[TEXTE À LIRE]
....

D’habitude Dewaere ça va mais là, bonjour les dégâts !

Ah ça ! Le générique d’ouverture m’avait pourtant mis si bien !
Une voiture arrive au beau milieu d’une friche en bordure de Créteil. Cadre maitrisé. Photographie élégante. Dewaere qui sort de la caisse et qui cabotine déjà. Et surtout ces grands noms qui défilent au générique ; des noms qui se posent quand même là : Dewaere donc, mais aussi Alain Corneau à la réalisation, Bernard Blier, Myriam Boyer et Andreas Katsulas à l’interprétation…
Oh ça oui je me régalais déjà…
…Et pourtant la débandade fut rapide, longue et triste.


Rah mais à part la mise-en-image propre de Cornaud, tout le reste prend l’eau.
Les dialogues de Georges Perec pour commencer, assez plats et souvent surfaits, qui plus est surjoués par un Dewaere qui en fait des caisses…
…M’enfin je parle de dialogues, mais en fait je devrais plutôt parler de monologues tant le personnage de Franck Poupart passe son temps à parler de lui-même, pour lui-même et seul avec lui-même.
C’est insupportable.
Alors après moi je veux bien qu’on me dise que tout ça est fait pour souligner le côté égocentré, factice et un brin désaxé du personnage, mais dans les faits ça donne plutôt à à l’écran l’image d’un acteur « qui se la joue » et dont la prestation m’est apparue comme difficilement crédible.

....

[Contenu répertorié dans un jeu de données]
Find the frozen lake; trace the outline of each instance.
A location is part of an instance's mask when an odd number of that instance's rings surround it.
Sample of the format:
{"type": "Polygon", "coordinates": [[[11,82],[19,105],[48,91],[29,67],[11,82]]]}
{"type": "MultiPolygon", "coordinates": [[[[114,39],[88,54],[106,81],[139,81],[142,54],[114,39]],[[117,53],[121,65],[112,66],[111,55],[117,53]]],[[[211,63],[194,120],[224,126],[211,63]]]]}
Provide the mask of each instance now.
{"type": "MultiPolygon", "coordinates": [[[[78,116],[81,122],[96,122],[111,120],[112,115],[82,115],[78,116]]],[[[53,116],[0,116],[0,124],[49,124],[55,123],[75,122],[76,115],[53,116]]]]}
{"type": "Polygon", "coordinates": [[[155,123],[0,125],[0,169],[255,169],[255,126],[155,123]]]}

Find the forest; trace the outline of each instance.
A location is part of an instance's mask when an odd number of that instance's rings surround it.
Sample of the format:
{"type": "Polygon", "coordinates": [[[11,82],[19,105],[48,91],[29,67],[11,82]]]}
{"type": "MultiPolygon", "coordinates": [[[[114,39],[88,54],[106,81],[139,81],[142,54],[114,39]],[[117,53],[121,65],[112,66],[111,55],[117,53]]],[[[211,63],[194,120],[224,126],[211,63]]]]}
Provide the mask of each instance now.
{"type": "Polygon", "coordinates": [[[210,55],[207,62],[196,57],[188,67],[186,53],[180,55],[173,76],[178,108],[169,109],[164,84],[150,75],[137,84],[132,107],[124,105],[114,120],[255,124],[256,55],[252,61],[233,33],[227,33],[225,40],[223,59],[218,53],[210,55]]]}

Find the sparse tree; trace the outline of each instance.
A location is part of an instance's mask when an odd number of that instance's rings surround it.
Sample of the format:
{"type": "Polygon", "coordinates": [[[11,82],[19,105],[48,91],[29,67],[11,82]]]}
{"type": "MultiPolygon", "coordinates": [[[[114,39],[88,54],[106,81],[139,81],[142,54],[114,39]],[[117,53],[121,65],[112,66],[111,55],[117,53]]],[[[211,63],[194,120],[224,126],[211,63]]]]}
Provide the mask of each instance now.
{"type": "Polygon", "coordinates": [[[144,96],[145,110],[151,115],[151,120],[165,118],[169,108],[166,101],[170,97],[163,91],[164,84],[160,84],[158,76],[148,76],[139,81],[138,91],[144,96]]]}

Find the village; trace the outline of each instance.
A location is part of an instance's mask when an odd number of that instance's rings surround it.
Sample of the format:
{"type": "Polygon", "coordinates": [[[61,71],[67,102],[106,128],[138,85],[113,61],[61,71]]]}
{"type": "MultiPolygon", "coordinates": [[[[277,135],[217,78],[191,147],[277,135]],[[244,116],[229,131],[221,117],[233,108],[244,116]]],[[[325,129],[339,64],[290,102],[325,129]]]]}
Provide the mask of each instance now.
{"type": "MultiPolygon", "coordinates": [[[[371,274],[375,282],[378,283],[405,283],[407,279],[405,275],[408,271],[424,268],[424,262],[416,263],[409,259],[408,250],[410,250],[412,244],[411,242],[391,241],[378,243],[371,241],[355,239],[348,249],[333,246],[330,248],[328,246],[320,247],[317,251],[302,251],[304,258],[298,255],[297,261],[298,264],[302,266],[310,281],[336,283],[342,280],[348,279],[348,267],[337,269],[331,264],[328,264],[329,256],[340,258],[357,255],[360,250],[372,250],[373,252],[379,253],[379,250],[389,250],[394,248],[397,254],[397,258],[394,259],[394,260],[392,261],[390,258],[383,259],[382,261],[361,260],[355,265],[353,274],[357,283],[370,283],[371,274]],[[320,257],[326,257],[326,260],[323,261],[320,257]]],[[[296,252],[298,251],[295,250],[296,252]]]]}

....

[TRAVAIL À FAIRE]
a. Réécrivez sous forme de liste le paragraphe de la critique qui commence par « Une voiture arrive », en conservant ses faits principaux.
b. Recopiez tel quel le passage de la liste qui va de la ligne contenant « Find the village; » jusqu'à la fin de la liste, ces deux bornes comprises.

[CORRIGÉ PAR CONSIGNE]
a.
- Une voiture arrive au milieu d'une friche en bordure de Créteil.
- Le cadre est maîtrisé et la photographie élégante.
- Dewaere sort de la voiture et cabotine déjà.
- Le générique affiche de grands noms : Dewaere, Alain Corneau à la réalisation, Bernard Blier, Myriam Boyer et Andreas Katsulas à l'interprétation.

b.
Find the village; trace the outline of each instance.
A location is part of an instance's mask when an odd number of that instance's rings surround it.
Sample of the format:
{"type": "Polygon", "coordinates": [[[61,71],[67,102],[106,128],[138,85],[113,61],[61,71]]]}
{"type": "MultiPolygon", "coordinates": [[[[277,135],[217,78],[191,147],[277,135]],[[244,116],[229,131],[221,117],[233,108],[244,116]]],[[[325,129],[339,64],[290,102],[325,129]]]]}
Provide the mask of each instance now.
{"type": "MultiPolygon", "coordinates": [[[[371,274],[375,282],[378,283],[405,283],[407,279],[405,275],[408,271],[424,268],[424,262],[416,263],[409,259],[408,250],[410,250],[412,244],[411,242],[391,241],[378,243],[371,241],[355,239],[348,249],[333,246],[330,248],[328,246],[320,247],[317,251],[302,251],[304,258],[298,255],[297,261],[298,264],[302,266],[310,281],[336,283],[342,280],[348,279],[348,267],[337,269],[331,264],[328,264],[329,256],[340,258],[357,255],[360,250],[372,250],[373,252],[379,253],[379,250],[389,250],[394,248],[397,254],[397,258],[394,259],[394,260],[392,261],[390,258],[383,259],[382,261],[361,260],[355,265],[353,274],[357,283],[370,283],[371,274]],[[320,257],[326,257],[326,260],[323,261],[320,257]]],[[[296,252],[298,251],[295,250],[296,252]]]]}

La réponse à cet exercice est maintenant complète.